**WHAT YOU ARE ASKED TO DO**
Rewrite the items, from the first one through the line containing "[849,569,1024,768]", as a two-column CSV with the headers instruction and response. Give one row per item, with its text under instruction and its answer under response, each in a single quoted field with line breaks replaced by spaces.

**SUPPLIED ENTRIES**
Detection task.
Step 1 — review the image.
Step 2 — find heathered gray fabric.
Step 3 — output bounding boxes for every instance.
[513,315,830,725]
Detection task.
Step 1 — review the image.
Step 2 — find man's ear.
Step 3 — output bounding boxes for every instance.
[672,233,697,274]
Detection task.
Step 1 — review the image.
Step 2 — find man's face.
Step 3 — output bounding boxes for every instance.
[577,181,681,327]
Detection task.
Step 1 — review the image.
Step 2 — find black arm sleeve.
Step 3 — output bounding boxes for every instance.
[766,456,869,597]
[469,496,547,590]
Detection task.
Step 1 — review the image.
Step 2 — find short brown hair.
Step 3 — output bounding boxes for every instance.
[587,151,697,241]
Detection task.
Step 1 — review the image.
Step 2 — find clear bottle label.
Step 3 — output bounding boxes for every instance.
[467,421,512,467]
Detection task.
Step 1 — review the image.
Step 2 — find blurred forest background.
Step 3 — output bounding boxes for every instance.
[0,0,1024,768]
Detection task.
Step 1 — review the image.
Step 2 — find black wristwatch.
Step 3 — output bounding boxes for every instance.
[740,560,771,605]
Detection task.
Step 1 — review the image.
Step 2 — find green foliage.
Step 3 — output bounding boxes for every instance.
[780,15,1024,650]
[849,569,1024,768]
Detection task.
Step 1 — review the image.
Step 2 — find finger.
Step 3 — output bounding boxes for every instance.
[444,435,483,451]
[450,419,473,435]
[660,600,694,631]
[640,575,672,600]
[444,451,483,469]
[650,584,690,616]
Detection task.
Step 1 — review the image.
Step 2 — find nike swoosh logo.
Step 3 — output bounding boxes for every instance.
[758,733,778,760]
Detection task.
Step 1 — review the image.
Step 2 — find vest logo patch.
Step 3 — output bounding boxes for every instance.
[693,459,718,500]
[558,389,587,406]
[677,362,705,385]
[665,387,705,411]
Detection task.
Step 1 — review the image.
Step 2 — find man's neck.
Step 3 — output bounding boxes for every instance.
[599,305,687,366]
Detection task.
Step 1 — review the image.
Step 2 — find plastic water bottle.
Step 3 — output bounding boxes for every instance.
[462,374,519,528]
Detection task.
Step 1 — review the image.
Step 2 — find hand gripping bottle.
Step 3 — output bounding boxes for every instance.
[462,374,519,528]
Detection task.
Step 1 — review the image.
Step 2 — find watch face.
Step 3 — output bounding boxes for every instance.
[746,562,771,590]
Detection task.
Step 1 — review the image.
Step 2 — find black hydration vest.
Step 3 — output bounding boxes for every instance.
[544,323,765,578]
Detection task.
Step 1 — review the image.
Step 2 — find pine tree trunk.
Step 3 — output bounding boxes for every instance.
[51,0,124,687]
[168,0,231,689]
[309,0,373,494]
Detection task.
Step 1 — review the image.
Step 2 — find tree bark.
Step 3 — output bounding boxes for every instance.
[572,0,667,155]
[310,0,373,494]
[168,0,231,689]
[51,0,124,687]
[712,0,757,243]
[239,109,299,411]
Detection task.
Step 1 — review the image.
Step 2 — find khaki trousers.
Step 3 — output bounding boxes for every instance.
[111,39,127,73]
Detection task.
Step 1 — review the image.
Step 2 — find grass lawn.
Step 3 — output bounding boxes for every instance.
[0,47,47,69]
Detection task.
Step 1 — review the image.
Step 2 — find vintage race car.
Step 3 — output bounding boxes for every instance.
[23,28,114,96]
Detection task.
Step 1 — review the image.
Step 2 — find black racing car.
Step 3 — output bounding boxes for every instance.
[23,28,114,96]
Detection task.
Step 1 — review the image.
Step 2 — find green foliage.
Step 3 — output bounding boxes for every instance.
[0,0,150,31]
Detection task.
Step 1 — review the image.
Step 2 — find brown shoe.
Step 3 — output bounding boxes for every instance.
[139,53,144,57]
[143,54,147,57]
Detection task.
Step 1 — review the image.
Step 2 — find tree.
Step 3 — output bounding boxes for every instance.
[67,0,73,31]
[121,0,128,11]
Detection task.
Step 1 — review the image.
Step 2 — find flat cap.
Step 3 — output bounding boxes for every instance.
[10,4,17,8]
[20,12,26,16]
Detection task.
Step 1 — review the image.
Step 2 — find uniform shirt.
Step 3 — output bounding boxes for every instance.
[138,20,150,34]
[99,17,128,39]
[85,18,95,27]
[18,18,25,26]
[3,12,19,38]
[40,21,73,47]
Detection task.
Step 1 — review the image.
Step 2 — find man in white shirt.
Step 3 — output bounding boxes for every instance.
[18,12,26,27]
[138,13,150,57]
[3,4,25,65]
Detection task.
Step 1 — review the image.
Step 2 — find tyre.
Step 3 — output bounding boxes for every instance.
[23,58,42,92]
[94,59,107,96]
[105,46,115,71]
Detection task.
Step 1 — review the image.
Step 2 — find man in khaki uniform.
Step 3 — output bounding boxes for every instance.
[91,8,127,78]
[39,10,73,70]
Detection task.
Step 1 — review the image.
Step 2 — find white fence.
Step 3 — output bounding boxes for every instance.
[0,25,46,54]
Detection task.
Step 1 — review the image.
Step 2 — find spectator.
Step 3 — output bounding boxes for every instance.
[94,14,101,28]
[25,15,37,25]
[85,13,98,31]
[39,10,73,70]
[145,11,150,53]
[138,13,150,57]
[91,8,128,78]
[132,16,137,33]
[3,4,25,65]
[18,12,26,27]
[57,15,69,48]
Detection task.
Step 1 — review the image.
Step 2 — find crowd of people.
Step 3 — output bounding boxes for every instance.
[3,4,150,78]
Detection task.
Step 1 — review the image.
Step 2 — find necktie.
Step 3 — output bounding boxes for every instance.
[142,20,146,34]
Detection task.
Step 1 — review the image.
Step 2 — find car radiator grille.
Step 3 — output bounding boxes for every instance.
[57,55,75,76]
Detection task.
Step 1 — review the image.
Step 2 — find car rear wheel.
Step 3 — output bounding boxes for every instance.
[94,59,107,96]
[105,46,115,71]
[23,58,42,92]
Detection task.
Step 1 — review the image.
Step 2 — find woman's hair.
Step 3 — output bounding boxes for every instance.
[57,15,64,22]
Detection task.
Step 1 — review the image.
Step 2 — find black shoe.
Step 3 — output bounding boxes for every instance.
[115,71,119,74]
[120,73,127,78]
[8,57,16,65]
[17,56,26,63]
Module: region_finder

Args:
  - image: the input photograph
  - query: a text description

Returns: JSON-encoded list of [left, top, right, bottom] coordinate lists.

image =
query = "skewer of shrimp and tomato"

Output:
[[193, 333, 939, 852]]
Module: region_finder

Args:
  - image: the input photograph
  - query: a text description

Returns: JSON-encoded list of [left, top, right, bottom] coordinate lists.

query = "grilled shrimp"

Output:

**EXERCISE RESULT**
instruction,response
"Detection task. Step 1 — review the image. Step 2 — find heathered gray fabric. Step 3 — output bounding boxes for every instance.","[513,315,830,725]"
"Detection task. Step 1 — review the image. Step 2 — find man's ear. Step 3 — output bounding boxes for every instance.","[672,233,697,274]"
"Detection task. Step 1 — review the image. Step 2 — find man's face. Step 3 — output bounding boxes for every instance.","[577,181,681,327]"
"Detection task. Step 1 — review the image. Step 2 — find black arm sleeve. Step 3 — output bounding boxes for every instance.","[766,456,869,597] [469,496,547,590]"
"Detection task. Step 1 — review the image. Step 2 — find short brown hair. Step 3 — output bounding boxes for every instance.","[587,151,697,241]"
"Detection task. Step 1 — review the image. Step 2 — find clear bottle label. Step 3 — output bounding boxes for every instance.","[467,421,512,467]"
"Detection task. Step 1 — review the image. Step 2 — find blurred forest background. Step 3 — output bounding boxes for every instance.","[0,0,1024,768]"
"Detection task. Step 1 — review the image. Step 2 — find black wristwatch. Step 3 — output bounding boxes for every instance.","[740,560,771,605]"
"Detection task. Step 1 — review the image. Step 2 — find green foliage. Step 3 — output bounding boxes for every instance.","[780,15,1024,650] [849,569,1024,768]"